_EXERCISE 1_
Answer these questions using the essay on Panayot Barnev's photographs, one answer per line:
(a) In which years was Barnev born and did he die?
(b) How many of his negatives were donated to a public archive, and who donated them?
(c) What material is used for the base of the seaside café-restaurant?

The photographs of Panayot Barnev evoke the fragile connection between place, memory and identity, says Nikola Yanev, commended in the 2022 RIBAJ/Future Architects writing competition

Couple at seaside café in Bulgaria, 1968, photographed by Panayot Barnev.
Couple at seaside café in Bulgaria, 1968, photographed by Panayot Barnev. Credit: Bulgarian Visual Archive

Panayot Barnev (1933-2016) was a Bulgarian photographer whose focus was on quotidian life in Sofia, set against the backdrop of the city's changing architecture. His curiosity also took him beyond the confines of the capital to record naturalistic shots from the mountains or newly emerging seaside resorts along the Black Sea. What stands out in each frame is the people and their immediacy, no matter whether the shot is planned or a light-hearted and impulsive take. Striking compositions show bold post-war construction presented against people’s everyday inhabitation. The shots are characterful and have a sense of allure due to their framing and composition, with an appeal that would work well in present-day Instagram feeds despite dating from the 1960s and 70s.

Recently a collection of 12,000 of Barnev’s negatives was donated by his daughter to a public archive and can be seen at One example that stands out is a frame with a couple sitting at a cascading seaside café, telling of the late 1960s spirit. It was a time of emerging seaside resorts planned by the government in an effort to lure the spending power of Bulgarians and present a compelling image of the country to affluent tourists from abroad.

The architecture was very much in line with global tendencies, following a regionalist take on international modernism. Taking cues from the vernacular, the café-restaurant offers whitewashed low sloping roofs, almost reaching the ground. Terraces are sensitively integrated within the terrain, eventually merging with the sandy beach. Large rubblestone is employed for the base, and low, whitewashed balustrade walls separate half-levels. Staggered timber cladding offers colour and warmth to sheltered areas.

The quality of the space is revealed both by the emptiness in the photo but also through the couple’s staged inhabitation, which offers a suggestion of the restaurant's liveliness and reinforces the visitor’s fixation with the strong relationship created between architecture and landscape – the sea, in this case.


Once your hometown is razed to the ground, you are at a loss and uprooted

Our collective mind is founded on shared experience, which is often tied back to places of significance that we use as memory prompts to remember and recount ideas that develop our sense of identity. What these photographs highlight from the present-day perspective is that these spaces and the memories we associated with them are brittle. The daring seaside café is long gone, acquired by shady business interests that have since built towering hotels on the frontline. Similar is the fate of many spaces represented in Barnev’s work, a consequence of the political upheaval in the country following 1989.

While change is to be expected, the sudden transformation of our urban realm risks us losing our sense of recognition with a place we remember. In order to carry this feeling of identity through time, a process of sensitive and considerate evolution is appropriate. Conservation often comes to mind, which is about managing change creatively. However, we need to be aware of just how brittle the spaces, ideas and our memories latching on to these are, especially in the face of sudden and calamitous events.

_EXERCISE 2_
List every line in the rows below that contains the string "wheel". Case counts.

_DATA SHOWN_
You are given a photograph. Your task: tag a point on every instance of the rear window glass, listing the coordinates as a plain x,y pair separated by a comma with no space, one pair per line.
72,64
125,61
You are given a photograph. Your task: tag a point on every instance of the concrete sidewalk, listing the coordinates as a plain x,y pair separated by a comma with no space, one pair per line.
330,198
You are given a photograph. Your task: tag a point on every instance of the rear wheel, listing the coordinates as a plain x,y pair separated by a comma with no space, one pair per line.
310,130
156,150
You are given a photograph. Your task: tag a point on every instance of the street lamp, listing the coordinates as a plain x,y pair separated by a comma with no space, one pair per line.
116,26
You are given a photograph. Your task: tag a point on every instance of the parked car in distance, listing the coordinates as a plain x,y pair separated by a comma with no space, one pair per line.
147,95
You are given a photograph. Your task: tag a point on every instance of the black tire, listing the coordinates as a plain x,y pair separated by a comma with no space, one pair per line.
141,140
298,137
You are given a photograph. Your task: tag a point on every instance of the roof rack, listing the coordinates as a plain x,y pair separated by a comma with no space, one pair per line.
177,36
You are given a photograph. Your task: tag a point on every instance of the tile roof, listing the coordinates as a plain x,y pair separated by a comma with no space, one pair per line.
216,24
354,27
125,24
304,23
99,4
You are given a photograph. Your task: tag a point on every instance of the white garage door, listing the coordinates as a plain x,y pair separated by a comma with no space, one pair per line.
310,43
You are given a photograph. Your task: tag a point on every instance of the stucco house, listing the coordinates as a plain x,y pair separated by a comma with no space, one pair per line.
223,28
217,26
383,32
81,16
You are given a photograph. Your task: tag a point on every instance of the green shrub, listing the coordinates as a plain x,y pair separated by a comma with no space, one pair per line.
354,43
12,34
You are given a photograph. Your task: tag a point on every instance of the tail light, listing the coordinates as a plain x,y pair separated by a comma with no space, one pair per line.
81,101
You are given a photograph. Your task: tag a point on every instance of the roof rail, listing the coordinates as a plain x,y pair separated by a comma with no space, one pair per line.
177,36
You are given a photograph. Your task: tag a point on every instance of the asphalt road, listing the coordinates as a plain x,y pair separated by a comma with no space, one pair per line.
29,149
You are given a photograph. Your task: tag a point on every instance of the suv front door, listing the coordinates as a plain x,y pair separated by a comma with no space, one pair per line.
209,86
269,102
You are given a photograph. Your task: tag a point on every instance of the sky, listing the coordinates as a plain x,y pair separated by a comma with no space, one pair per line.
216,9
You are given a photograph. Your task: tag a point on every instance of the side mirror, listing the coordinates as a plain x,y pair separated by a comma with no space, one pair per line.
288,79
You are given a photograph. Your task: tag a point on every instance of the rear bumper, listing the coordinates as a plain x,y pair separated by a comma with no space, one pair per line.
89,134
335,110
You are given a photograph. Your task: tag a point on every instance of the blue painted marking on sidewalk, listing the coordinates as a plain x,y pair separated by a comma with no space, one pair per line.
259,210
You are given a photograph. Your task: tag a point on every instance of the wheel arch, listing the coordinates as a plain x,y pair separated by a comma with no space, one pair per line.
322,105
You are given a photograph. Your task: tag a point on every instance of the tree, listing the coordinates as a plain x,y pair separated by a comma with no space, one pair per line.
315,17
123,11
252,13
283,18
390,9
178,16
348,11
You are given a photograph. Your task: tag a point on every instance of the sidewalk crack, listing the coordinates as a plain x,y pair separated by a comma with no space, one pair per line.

_EXERCISE RESULT 1_
(a) He was born in 1933 and died in 2016.
(b) 12,000 negatives were donated, by his daughter.
(c) Large rubblestone.

_EXERCISE RESULT 2_
You are given a photograph. Your task: tag a point on every instance of the rear wheel, listing the coordinates as a plain x,y pair separated by a comma with no space, one pair per line.
You are given a photograph. Your task: tag a point on every instance of the wheel arch, listing the coordinates as a plain x,y pair separated by a comma with no space, one pair per line.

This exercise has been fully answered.